[Position identification records]
- - - - -

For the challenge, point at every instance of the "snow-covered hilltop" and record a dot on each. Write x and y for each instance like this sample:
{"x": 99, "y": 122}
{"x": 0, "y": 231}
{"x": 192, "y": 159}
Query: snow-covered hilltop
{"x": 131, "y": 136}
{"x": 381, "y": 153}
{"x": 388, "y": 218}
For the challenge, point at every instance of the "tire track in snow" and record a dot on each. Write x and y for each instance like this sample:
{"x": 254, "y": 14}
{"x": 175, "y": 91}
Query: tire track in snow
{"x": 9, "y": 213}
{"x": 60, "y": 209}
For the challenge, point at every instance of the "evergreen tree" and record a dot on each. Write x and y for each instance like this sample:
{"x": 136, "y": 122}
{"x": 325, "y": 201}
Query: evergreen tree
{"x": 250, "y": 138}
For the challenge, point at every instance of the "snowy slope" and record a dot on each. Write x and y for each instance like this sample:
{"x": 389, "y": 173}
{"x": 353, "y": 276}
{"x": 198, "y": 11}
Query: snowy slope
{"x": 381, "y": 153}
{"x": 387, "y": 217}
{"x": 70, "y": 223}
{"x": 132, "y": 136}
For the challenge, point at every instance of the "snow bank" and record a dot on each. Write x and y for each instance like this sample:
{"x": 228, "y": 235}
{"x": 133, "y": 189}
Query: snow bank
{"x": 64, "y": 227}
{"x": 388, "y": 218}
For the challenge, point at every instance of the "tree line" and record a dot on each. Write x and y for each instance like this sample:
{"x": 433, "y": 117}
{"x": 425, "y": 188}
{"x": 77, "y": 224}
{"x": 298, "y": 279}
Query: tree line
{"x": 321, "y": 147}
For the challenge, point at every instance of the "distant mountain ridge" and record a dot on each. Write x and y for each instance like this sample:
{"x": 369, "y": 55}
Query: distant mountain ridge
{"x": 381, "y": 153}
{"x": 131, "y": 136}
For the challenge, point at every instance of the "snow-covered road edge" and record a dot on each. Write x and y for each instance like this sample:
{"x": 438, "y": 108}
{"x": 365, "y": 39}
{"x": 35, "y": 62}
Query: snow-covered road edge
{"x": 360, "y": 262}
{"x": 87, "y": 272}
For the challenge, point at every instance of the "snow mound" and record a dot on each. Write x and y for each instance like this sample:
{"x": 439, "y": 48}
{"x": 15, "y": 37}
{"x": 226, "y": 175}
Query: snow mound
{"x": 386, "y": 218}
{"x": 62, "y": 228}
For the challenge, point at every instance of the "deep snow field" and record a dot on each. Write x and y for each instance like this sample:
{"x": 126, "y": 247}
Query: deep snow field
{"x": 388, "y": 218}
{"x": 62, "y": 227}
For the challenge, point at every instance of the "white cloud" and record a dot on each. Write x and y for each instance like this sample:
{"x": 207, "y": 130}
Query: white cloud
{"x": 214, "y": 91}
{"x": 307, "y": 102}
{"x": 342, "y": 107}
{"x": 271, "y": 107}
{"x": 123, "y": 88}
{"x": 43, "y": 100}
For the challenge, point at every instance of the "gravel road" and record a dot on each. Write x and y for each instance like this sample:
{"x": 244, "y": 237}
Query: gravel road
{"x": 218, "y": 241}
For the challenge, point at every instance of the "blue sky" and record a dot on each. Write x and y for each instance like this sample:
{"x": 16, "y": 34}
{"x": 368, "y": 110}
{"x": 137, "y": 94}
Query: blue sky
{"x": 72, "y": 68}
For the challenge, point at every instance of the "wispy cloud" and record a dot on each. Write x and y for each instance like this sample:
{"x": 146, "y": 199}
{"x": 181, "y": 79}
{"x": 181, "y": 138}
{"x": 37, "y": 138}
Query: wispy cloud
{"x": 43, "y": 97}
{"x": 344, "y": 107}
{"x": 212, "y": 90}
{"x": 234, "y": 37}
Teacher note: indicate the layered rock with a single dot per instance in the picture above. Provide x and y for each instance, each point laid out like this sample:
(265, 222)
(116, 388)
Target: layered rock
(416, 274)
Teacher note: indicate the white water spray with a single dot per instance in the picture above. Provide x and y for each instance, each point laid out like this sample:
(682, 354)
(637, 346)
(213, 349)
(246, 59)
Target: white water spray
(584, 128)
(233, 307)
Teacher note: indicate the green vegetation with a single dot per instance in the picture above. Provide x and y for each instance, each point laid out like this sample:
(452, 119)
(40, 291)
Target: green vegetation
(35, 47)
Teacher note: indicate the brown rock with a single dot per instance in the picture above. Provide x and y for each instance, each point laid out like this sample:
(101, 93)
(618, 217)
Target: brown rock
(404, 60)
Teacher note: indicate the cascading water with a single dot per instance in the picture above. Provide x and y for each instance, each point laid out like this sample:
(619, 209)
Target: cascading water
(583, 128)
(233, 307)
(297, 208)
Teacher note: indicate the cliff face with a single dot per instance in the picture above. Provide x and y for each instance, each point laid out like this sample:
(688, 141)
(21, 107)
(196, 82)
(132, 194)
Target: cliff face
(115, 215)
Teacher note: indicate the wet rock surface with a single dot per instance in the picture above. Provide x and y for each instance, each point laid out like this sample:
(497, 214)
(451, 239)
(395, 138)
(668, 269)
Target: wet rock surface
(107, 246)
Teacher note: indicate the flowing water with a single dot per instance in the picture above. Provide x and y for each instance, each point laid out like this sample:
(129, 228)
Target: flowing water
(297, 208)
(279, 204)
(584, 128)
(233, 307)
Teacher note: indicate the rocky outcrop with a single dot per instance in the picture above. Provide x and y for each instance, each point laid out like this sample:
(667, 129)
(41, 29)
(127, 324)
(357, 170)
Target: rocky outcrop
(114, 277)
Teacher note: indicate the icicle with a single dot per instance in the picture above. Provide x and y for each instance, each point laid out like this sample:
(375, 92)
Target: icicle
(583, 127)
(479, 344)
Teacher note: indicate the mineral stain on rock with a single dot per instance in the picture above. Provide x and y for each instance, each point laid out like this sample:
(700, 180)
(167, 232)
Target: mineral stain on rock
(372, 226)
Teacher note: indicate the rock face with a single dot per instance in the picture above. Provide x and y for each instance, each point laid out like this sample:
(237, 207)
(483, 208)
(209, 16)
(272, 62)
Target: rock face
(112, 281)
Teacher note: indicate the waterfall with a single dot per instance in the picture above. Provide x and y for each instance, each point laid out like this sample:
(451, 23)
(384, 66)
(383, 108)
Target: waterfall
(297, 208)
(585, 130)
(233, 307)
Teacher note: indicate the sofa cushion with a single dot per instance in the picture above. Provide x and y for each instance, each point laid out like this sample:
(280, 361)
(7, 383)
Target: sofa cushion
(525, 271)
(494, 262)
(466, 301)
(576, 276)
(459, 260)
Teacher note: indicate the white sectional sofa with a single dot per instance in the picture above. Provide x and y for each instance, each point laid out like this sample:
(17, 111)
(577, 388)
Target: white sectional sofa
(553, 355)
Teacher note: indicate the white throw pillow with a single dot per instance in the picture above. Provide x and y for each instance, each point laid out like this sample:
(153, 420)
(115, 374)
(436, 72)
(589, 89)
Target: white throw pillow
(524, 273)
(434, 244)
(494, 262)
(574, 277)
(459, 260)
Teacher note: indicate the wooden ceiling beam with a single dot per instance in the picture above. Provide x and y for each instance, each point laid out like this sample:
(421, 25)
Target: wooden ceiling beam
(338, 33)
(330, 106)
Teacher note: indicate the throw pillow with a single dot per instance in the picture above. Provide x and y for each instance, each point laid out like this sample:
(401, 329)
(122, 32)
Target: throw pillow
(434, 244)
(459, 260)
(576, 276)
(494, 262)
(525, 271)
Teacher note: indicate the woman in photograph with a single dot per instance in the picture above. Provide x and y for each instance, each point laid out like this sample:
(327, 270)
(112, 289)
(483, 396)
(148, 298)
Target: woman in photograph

- - - - -

■ EXERCISE GOAL ■
Quote, word for word, every line starting at the one that contains "Teacher note: indicate the white throw" and ending with the final line of the entries.

■ OUTPUT ■
Teacher note: indicate the white throw pillow with a single dot per instance in the picture above. Provide x and y for each instance, each point laid out like this sample:
(153, 420)
(115, 374)
(436, 72)
(589, 89)
Target: white throw pillow
(524, 273)
(434, 244)
(494, 262)
(574, 277)
(459, 260)
Teacher note: indicate the wooden ceiling beam with a single dot per instance in the picture above. Provide x and y for each instance, each point laid out like this sample:
(421, 25)
Target: wooden ceiling beam
(338, 33)
(330, 106)
Teacher note: indicate the throw pillow with a single dot per instance in the picture above. Provide x and y for each instance, each point laid out like this sample:
(401, 329)
(122, 32)
Target: throw pillow
(434, 244)
(459, 260)
(576, 276)
(494, 262)
(525, 271)
Teacher note: indicate the woman in photograph with a single dot per instance in the picture above. Provide x and y for each instance, each point laid out like this sample:
(327, 270)
(112, 289)
(483, 396)
(148, 298)
Target: woman in photograph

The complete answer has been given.